* [Given instruction] Pick out every line in the items below that contains the string "green" and copy each such line.

* [Data for processing]
# # #
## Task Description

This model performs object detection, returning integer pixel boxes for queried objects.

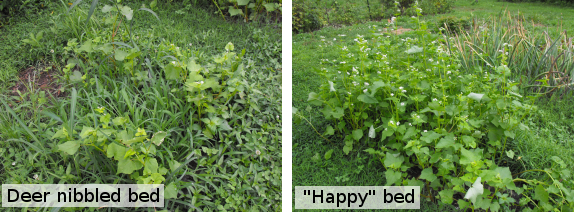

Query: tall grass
[448,11,574,95]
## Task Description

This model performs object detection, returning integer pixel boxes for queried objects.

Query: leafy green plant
[52,107,179,186]
[449,12,575,96]
[292,4,573,211]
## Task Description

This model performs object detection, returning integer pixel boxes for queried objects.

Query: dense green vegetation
[0,1,282,211]
[293,2,573,211]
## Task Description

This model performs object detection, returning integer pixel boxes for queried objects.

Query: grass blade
[138,8,160,21]
[86,0,98,26]
[68,0,82,12]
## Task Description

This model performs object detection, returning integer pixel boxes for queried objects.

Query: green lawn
[292,1,574,211]
[0,1,282,211]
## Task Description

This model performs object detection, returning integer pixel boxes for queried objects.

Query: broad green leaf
[164,182,178,199]
[331,107,344,119]
[164,63,180,82]
[435,136,455,149]
[78,39,94,53]
[385,169,401,186]
[112,117,127,126]
[367,125,375,138]
[114,49,128,61]
[467,93,483,102]
[124,148,136,159]
[102,4,115,13]
[324,125,335,135]
[324,149,333,160]
[228,6,244,16]
[121,6,134,21]
[505,150,515,159]
[421,131,441,143]
[106,143,126,160]
[264,3,276,12]
[503,130,515,139]
[152,131,168,146]
[463,177,483,204]
[383,152,404,169]
[118,158,143,174]
[144,157,158,175]
[343,143,353,155]
[459,148,481,165]
[402,127,415,141]
[533,184,549,203]
[405,46,423,54]
[122,136,147,145]
[58,141,80,155]
[70,71,82,83]
[357,94,379,104]
[170,160,181,172]
[327,81,335,92]
[439,189,453,205]
[419,167,437,182]
[351,129,363,141]
[307,92,322,106]
[238,0,250,6]
[225,42,234,51]
[80,126,96,138]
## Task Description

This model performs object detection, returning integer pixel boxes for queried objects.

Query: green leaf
[459,148,481,165]
[106,143,126,160]
[102,4,115,13]
[70,71,82,83]
[402,127,415,141]
[383,152,404,169]
[164,182,178,199]
[114,49,128,61]
[343,143,353,155]
[351,129,363,141]
[464,177,483,204]
[118,158,143,174]
[152,131,168,146]
[439,189,453,205]
[467,93,483,102]
[324,149,333,160]
[533,184,549,203]
[503,130,515,139]
[385,169,401,186]
[225,42,234,52]
[357,94,379,104]
[419,167,437,182]
[121,6,134,21]
[324,125,335,135]
[228,6,244,16]
[144,157,158,175]
[80,126,96,138]
[86,0,98,25]
[164,63,180,82]
[264,3,276,12]
[435,136,455,149]
[421,131,441,143]
[58,141,80,155]
[405,45,423,54]
[505,150,515,159]
[78,39,94,53]
[112,117,127,126]
[238,0,250,6]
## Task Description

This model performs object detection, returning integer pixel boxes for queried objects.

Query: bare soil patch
[10,65,64,100]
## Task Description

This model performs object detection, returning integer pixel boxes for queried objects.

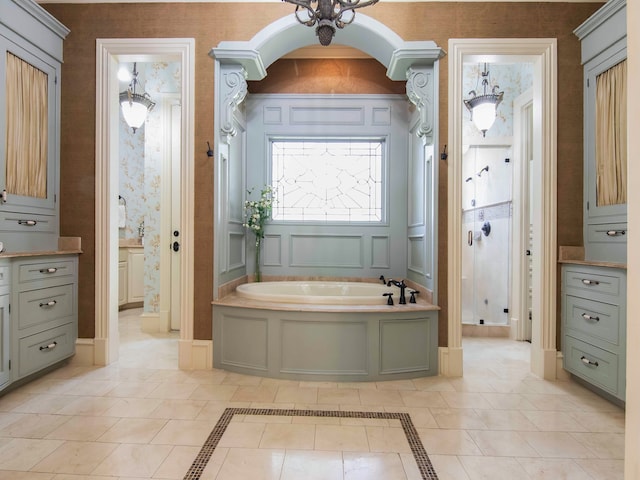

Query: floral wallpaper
[462,63,533,141]
[119,62,180,313]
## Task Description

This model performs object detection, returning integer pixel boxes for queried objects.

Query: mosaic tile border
[184,408,438,480]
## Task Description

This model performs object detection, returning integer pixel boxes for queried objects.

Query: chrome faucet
[387,278,407,305]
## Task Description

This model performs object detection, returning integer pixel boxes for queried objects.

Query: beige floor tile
[522,411,587,432]
[275,386,318,404]
[571,433,624,460]
[400,390,448,408]
[315,425,369,452]
[32,442,117,475]
[149,399,207,420]
[518,458,602,480]
[260,423,316,450]
[342,452,407,480]
[458,456,527,480]
[46,416,118,442]
[429,455,472,480]
[150,420,216,447]
[218,422,266,448]
[231,385,278,402]
[366,427,411,453]
[0,414,71,438]
[58,397,121,416]
[91,444,173,478]
[98,418,167,443]
[153,445,200,480]
[318,387,360,405]
[216,448,285,480]
[431,408,487,430]
[575,458,629,480]
[360,389,404,407]
[417,428,482,455]
[280,450,344,480]
[103,398,162,418]
[525,432,595,458]
[475,410,537,431]
[0,438,63,471]
[468,430,539,457]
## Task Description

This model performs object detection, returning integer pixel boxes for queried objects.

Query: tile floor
[0,310,624,480]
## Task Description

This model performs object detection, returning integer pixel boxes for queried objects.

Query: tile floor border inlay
[184,408,438,480]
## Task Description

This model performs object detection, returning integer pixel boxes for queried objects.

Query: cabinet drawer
[18,258,76,283]
[564,336,620,395]
[587,223,629,244]
[0,265,11,286]
[564,268,620,303]
[18,284,74,330]
[564,295,620,348]
[18,323,76,377]
[0,212,56,233]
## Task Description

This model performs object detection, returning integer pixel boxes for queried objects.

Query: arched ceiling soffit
[209,12,444,80]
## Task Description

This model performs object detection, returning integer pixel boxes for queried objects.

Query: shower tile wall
[119,62,181,313]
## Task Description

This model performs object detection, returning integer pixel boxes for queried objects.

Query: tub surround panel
[213,299,438,381]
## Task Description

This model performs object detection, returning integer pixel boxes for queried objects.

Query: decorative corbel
[407,67,433,137]
[220,67,247,143]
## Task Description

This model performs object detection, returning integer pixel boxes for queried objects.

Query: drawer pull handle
[18,220,38,227]
[40,342,58,352]
[582,313,600,322]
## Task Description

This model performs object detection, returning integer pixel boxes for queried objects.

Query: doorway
[448,39,558,379]
[94,39,195,368]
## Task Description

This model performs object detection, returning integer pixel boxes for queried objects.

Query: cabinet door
[0,35,59,215]
[118,262,128,306]
[0,294,11,390]
[584,40,627,224]
[127,248,144,303]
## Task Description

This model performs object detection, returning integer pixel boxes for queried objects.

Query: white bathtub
[236,281,400,305]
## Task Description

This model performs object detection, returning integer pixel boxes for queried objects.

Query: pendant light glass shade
[120,63,155,133]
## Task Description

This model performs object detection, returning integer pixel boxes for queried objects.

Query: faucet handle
[382,292,393,305]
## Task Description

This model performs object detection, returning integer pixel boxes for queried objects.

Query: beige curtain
[596,60,627,206]
[6,52,49,198]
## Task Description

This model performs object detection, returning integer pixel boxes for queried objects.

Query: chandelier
[464,63,504,137]
[283,0,378,46]
[120,63,156,133]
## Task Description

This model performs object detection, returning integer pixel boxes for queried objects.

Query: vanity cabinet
[0,260,11,390]
[0,0,69,251]
[562,264,627,401]
[11,255,78,380]
[575,0,628,262]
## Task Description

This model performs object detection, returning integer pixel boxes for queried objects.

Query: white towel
[118,205,127,228]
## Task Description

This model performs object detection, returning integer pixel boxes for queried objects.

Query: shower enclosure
[462,143,512,326]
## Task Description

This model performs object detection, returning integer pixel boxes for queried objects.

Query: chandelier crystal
[283,0,378,46]
[463,63,504,137]
[120,63,156,133]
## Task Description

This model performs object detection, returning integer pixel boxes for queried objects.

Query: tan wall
[43,2,600,345]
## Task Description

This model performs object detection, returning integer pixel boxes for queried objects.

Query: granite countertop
[558,246,627,270]
[211,293,440,312]
[0,237,82,258]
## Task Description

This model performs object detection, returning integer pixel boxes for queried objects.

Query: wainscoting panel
[289,235,364,268]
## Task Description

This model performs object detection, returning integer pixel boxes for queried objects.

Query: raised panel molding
[289,235,364,268]
[289,106,365,125]
[407,235,425,274]
[371,235,391,268]
[262,234,282,267]
[227,232,246,270]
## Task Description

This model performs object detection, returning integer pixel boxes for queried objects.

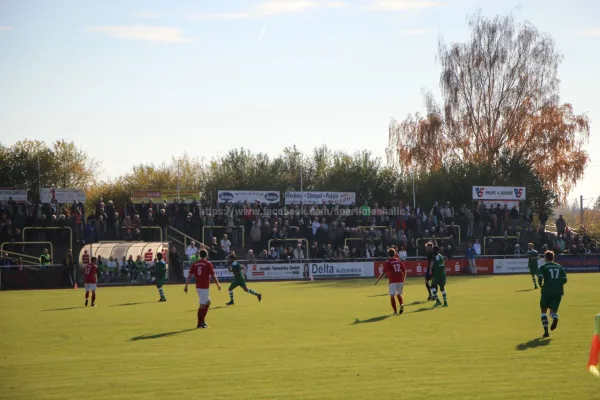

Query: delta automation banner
[473,186,526,201]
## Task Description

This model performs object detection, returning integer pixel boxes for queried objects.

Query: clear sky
[0,0,600,203]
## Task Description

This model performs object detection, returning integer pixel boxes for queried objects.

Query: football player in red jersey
[83,257,98,307]
[183,249,221,328]
[375,249,406,315]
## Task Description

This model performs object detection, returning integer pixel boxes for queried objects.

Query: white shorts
[83,283,96,292]
[196,288,210,304]
[390,282,404,296]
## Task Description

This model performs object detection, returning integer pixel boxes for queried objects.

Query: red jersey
[190,260,215,289]
[83,263,98,283]
[383,257,406,283]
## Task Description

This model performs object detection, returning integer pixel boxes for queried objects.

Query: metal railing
[483,236,519,254]
[202,225,246,248]
[23,226,73,249]
[0,242,54,263]
[267,238,310,259]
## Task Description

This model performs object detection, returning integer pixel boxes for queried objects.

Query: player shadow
[190,306,226,312]
[350,314,391,325]
[111,301,151,307]
[42,306,85,312]
[515,338,552,351]
[129,328,196,342]
[409,307,436,314]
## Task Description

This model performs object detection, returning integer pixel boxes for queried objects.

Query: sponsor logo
[515,188,523,199]
[265,192,279,201]
[219,192,234,201]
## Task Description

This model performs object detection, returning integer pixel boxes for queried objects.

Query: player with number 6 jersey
[183,249,221,328]
[375,249,406,315]
[83,257,98,307]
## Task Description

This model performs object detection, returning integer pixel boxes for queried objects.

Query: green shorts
[540,293,562,312]
[229,279,246,291]
[431,275,446,286]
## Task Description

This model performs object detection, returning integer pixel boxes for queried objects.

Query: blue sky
[0,0,600,205]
# # #
* [Worked solution]
Query: leafy green plant
Query: dense green vegetation
Query: green lawn
Query: broad green leaf
Query: green leaf
Query: green shorts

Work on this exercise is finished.